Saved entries
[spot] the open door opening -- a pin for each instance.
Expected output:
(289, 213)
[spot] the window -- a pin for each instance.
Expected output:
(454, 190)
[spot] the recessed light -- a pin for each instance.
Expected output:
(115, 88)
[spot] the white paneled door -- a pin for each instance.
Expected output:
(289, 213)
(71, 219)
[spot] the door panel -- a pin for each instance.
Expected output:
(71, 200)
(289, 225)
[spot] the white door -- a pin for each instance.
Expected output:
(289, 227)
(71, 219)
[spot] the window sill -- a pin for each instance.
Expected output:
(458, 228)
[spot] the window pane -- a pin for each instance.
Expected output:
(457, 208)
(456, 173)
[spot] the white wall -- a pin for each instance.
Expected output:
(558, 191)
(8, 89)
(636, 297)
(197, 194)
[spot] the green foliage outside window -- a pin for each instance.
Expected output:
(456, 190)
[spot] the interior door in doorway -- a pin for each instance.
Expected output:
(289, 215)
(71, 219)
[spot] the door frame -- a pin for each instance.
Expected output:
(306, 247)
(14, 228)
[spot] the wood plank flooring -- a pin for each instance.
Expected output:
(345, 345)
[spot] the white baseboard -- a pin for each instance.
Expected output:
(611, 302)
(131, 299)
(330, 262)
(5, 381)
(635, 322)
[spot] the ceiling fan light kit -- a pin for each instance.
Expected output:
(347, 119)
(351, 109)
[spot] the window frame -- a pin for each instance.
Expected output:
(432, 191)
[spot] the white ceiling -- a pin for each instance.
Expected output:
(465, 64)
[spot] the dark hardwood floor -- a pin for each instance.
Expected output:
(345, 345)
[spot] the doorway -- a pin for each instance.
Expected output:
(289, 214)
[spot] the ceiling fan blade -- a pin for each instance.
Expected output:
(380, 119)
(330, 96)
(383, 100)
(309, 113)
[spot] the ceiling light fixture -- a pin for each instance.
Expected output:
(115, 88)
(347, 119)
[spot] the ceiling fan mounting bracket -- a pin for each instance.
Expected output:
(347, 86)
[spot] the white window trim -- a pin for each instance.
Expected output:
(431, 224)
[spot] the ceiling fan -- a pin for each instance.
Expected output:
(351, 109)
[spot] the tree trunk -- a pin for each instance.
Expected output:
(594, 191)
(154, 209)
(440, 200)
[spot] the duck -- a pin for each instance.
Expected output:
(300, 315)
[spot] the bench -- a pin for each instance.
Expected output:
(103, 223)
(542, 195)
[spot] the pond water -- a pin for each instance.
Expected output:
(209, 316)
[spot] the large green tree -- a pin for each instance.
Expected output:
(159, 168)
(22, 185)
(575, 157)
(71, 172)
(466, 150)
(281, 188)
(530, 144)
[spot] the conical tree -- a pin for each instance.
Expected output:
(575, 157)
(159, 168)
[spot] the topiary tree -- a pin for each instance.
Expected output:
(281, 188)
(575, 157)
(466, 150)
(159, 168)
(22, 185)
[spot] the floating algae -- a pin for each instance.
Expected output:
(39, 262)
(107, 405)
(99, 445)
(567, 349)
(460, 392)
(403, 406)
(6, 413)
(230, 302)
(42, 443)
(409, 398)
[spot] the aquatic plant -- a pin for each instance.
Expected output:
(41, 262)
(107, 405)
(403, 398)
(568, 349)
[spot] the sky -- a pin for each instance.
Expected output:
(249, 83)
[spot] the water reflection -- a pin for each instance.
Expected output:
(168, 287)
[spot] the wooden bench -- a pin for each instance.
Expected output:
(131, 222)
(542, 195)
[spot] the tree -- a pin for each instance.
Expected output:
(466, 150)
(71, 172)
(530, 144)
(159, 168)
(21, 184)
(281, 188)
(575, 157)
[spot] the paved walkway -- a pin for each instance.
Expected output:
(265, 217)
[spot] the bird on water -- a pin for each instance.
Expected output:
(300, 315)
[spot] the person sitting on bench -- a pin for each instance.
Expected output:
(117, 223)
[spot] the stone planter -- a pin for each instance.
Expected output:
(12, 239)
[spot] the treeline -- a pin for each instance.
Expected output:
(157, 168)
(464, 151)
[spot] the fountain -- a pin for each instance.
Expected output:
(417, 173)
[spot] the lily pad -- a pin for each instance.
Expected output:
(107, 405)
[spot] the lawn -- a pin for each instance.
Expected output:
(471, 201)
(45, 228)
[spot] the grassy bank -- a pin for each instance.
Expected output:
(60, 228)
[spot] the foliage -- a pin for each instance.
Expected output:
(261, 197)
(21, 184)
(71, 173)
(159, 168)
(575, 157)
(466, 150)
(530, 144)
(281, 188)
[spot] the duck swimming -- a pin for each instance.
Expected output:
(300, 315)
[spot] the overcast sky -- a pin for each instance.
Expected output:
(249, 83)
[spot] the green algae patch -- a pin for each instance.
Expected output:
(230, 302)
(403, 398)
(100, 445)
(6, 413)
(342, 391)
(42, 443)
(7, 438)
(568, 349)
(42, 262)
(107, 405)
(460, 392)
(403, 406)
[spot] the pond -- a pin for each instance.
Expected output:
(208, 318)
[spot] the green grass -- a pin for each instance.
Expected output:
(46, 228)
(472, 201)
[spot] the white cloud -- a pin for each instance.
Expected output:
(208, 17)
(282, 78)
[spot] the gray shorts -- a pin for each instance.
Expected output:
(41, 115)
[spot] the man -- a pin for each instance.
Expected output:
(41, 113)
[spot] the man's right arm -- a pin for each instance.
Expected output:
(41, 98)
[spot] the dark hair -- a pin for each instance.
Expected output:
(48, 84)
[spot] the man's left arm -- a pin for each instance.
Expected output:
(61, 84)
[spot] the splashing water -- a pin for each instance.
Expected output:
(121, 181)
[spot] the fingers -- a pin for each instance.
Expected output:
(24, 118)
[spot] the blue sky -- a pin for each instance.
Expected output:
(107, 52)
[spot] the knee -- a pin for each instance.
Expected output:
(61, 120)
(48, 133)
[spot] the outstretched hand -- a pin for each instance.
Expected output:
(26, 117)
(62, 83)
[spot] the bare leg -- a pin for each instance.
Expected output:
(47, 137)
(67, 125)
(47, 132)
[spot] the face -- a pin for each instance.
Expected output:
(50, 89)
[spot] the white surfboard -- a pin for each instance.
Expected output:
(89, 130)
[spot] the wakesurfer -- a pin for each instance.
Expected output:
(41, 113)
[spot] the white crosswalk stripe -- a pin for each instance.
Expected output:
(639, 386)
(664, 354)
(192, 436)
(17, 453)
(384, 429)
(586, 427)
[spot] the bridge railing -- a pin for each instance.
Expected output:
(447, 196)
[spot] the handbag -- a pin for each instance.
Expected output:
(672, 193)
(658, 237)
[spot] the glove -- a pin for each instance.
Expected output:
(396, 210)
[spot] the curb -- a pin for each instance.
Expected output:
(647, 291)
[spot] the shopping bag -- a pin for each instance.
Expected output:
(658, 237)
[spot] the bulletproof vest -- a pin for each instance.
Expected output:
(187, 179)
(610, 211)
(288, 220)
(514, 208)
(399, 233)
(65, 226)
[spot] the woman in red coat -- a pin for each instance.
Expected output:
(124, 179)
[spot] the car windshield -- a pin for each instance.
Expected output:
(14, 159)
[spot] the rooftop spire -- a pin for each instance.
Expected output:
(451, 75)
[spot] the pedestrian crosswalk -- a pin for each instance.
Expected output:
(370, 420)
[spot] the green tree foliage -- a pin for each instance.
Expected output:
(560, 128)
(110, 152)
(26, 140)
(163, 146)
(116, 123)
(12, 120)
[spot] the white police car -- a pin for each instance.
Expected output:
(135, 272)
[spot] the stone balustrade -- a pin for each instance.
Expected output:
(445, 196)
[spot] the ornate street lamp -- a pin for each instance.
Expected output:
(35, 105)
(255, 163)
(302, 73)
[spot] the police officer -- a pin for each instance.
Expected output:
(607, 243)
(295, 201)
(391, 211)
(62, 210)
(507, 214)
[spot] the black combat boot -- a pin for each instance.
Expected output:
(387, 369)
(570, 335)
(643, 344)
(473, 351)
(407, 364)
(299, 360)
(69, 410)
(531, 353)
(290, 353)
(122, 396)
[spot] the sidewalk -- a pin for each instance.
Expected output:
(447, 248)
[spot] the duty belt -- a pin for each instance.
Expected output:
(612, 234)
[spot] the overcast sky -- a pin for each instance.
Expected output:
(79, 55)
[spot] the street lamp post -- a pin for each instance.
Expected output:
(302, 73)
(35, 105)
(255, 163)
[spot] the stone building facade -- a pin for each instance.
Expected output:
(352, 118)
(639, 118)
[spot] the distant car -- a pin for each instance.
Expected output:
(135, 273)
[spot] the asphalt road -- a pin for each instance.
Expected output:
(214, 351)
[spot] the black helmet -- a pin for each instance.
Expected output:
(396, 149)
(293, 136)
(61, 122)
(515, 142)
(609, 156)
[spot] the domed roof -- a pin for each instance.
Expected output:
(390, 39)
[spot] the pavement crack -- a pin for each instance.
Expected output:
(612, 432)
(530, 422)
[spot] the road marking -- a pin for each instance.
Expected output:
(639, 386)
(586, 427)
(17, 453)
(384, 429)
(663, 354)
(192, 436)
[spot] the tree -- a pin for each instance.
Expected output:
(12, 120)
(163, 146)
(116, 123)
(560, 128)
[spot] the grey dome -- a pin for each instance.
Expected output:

▶ _The request_
All lines from the one that contains "[spot] the car" through the end of the material are to be quoted exactly, with both ends included.

▶ _Task result_
[spot] the car windshield -- a pin for each instance.
Expected output:
(14, 159)
[spot] the rooftop spire -- a pin for each instance.
Expected output:
(451, 75)
[spot] the pedestrian crosswalk -- a pin for each instance.
Expected output:
(370, 420)
[spot] the green tree foliage -- a pin for each instance.
Expected output:
(560, 128)
(110, 152)
(26, 140)
(163, 146)
(116, 123)
(12, 120)
[spot] the white police car -- a pin for each instance.
Expected output:
(135, 272)
[spot] the stone balustrade -- a pin for each instance.
Expected output:
(445, 196)
[spot] the ornate street lamp -- a pin for each instance.
Expected output:
(35, 105)
(255, 163)
(302, 73)
[spot] the police officer -- a pin for each instance.
Expected output:
(607, 243)
(295, 201)
(391, 211)
(62, 210)
(507, 214)
[spot] the black combat boot -- a pin for each instance.
Expected output:
(387, 369)
(570, 335)
(643, 344)
(473, 351)
(407, 364)
(299, 360)
(69, 410)
(531, 353)
(290, 353)
(122, 396)
[spot] the sidewalk -- a pin for each instance.
Expected output:
(447, 248)
[spot] the duty belt -- a pin for each instance.
Expected output:
(612, 234)
[spot] the overcast sky -- a pin for each instance.
Expected output:
(79, 55)
[spot] the street lamp post -- a pin for each instance.
Expected output:
(302, 73)
(35, 105)
(255, 163)
[spot] the stone building facade -- a pin for each instance.
Expected output:
(352, 118)
(639, 118)
[spot] the distant car -- a pin for each instance.
Expected output:
(135, 273)
[spot] the asphalt road -- a pin for each instance.
Expected output:
(214, 351)
[spot] the black helmet -- a pin for each instance.
Expected output:
(396, 149)
(293, 136)
(61, 122)
(515, 142)
(609, 156)
[spot] the domed roof -- a pin for each instance.
Expected output:
(390, 39)
[spot] the pavement crack -- a pin for each instance.
Expected output:
(612, 432)
(530, 422)
[spot] the road marking -- a pin for each instance.
Expected output:
(639, 386)
(586, 427)
(17, 453)
(384, 429)
(663, 354)
(192, 436)
[spot] the tree -- a pin for each instance.
Expected output:
(12, 120)
(163, 146)
(116, 123)
(560, 128)
[spot] the grey dome -- a pin for each instance.
Expected output:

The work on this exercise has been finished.